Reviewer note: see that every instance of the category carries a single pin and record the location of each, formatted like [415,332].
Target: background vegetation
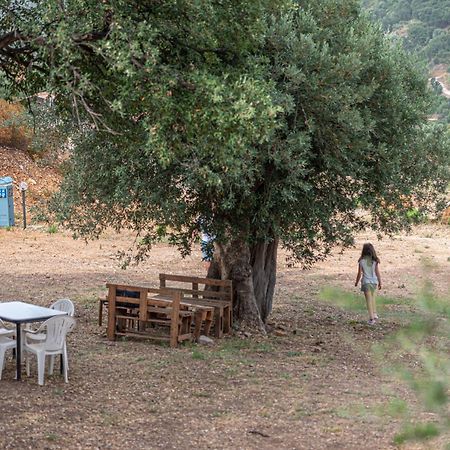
[423,26]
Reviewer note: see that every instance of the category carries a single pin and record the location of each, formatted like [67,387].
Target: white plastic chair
[54,344]
[6,343]
[64,304]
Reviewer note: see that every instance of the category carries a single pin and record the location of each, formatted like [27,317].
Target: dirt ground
[312,383]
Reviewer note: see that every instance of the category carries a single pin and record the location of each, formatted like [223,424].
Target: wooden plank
[111,313]
[175,318]
[197,293]
[145,336]
[185,278]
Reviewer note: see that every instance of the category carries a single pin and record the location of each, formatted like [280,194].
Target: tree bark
[253,271]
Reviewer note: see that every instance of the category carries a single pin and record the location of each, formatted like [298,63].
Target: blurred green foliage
[417,353]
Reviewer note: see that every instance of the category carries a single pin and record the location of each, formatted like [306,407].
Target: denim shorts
[371,287]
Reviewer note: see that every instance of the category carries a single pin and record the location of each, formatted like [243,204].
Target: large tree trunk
[253,271]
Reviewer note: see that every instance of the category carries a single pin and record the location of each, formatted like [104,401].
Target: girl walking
[369,274]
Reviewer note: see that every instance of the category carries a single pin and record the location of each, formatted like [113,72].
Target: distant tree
[264,123]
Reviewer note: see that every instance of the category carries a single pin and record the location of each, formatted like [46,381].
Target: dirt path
[313,383]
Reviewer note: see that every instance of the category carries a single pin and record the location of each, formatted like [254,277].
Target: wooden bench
[215,293]
[203,315]
[147,316]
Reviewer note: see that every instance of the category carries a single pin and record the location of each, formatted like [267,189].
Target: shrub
[13,131]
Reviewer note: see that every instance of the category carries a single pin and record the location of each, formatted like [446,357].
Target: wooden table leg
[199,317]
[218,322]
[18,352]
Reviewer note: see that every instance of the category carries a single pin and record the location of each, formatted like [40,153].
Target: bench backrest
[197,287]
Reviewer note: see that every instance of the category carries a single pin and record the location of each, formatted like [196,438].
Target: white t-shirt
[368,267]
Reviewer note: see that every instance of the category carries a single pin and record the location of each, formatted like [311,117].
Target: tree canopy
[258,122]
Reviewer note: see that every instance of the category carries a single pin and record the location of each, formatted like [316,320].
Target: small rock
[205,340]
[280,333]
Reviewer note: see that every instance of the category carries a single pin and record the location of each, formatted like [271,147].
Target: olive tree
[263,123]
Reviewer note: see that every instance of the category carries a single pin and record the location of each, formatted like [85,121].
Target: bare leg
[374,305]
[369,303]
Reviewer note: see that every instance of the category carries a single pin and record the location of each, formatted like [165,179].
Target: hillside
[424,27]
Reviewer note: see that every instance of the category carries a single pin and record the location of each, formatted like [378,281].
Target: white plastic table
[19,313]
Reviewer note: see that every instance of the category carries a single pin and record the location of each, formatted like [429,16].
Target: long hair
[369,251]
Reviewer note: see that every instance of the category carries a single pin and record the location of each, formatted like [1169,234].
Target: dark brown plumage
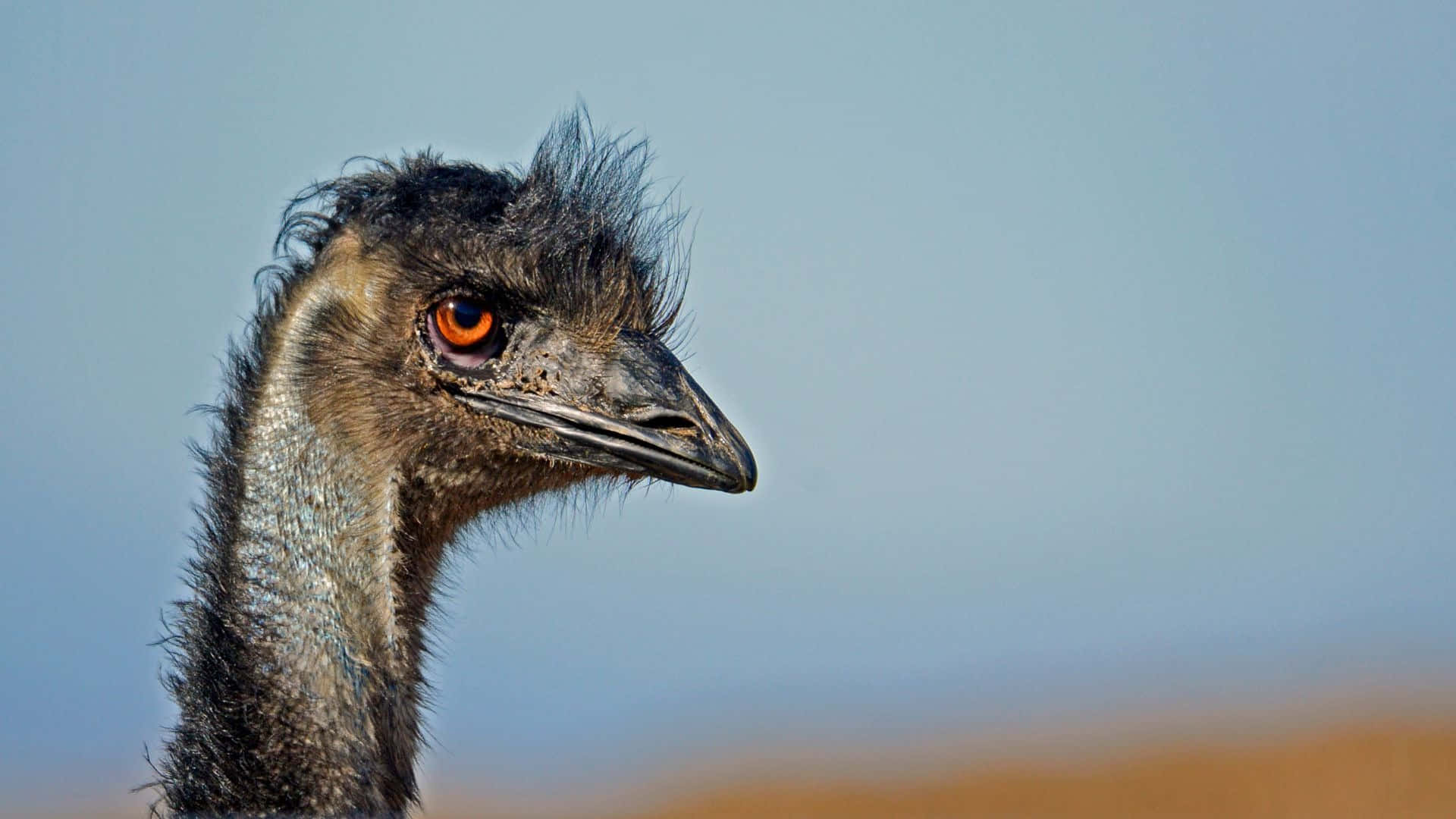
[441,340]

#### WHAT YOU NEED TO DO:
Reproduce all the material exactly, omitting images.

#### OUTPUT:
Reviewer note: see that every instance of the category carries a single pin and record the location of each, formatted like [415,332].
Target: background vegetation
[423,26]
Reviewer note: see that every instance of the category carries a single pin and record the location of each, formatted like [67,387].
Target: white plastic chair
[54,344]
[6,343]
[64,304]
Reviewer note: see that every instance of the category carries a single pin and record the location of each, formatted like [27,317].
Target: dirt ground
[312,383]
Reviewer note: see that every instance of the category carries a single pin and record the location of each, formatted like [223,424].
Target: wooden plank
[111,313]
[175,318]
[197,293]
[145,336]
[185,278]
Reviewer note: see that every instance of the category carries a single pin and record the location of each, formatted like [280,194].
Target: tree bark
[253,271]
Reviewer note: see that every instance of the category carries a single pin and record the location of each, formatted like [298,63].
Target: blurred green foliage
[417,353]
Reviewer note: see that every instance of the category carries a single pin and record the location of each, formatted like [306,407].
Target: denim shorts
[371,287]
Reviewer note: see that every instance of the category carries a single pin and record the location of each, formatted like [243,204].
Target: large tree trunk
[253,271]
Reviewer note: see that every instance of the category carries a single pin and record the location of each, formatted like [104,401].
Target: girl walking
[369,274]
Reviewer note: see that every instance of the category carries a single pin and record the location of each, formatted like [113,72].
Target: distant tree
[264,123]
Reviewer note: see that every instance of the category carries a single pin and record the location of each, formatted like [46,381].
Target: dirt path
[313,383]
Reviewer note: see that every instance of the category carries a single pin and record the location of each, formatted like [254,277].
Target: wooden bench
[215,293]
[203,315]
[147,316]
Reviewer note: see that every instance of the category carries a single pin and record the location of each, formatted like [267,189].
Target: shrub
[13,131]
Reviewer note: see that every instance of the category carries a single pin and record the location of each, formatted like [446,357].
Target: wooden table leg
[199,317]
[218,322]
[18,352]
Reviewer note: see that every instance of the category carries a single pin and record the location of each, formatted like [40,153].
Target: bench backrest
[197,287]
Reviewer note: see that every instance of the category carries a single pin and record the location of each, formatted like [196,438].
Target: white t-shirt
[368,267]
Reviewer note: see that every instance of the category carries a single pin and record the location of each, formatted like [311,117].
Target: tree canopy
[258,122]
Reviewer note: see that every instance of the category carries a single pin and record the location of each, formatted like [316,320].
Target: small rock
[205,340]
[280,333]
Reviewer note: see that every instance of the category carries a single pin and record the location of each, formatted like [271,147].
Target: olive tree
[263,123]
Reviewer note: see that every instance of the category carries a single pin and record the location of each, formatted like [85,121].
Target: bare leg
[374,305]
[369,303]
Reviewer note: see that every instance of the category carries a single pin and record the location of each, formatted like [165,179].
Target: hillside
[424,27]
Reviewer note: see that every instance of the category carries a single pin and record the location of each, formatted like [378,281].
Target: white plastic table
[19,313]
Reviewer note: see that every instance of the category carries a single pin and record the location of each, formatted like [429,16].
Target: long hair
[369,251]
Reviewer note: see that every instance of the category carries a single pin and record the location of each, formatted like [1169,234].
Target: dark brown plumage
[441,340]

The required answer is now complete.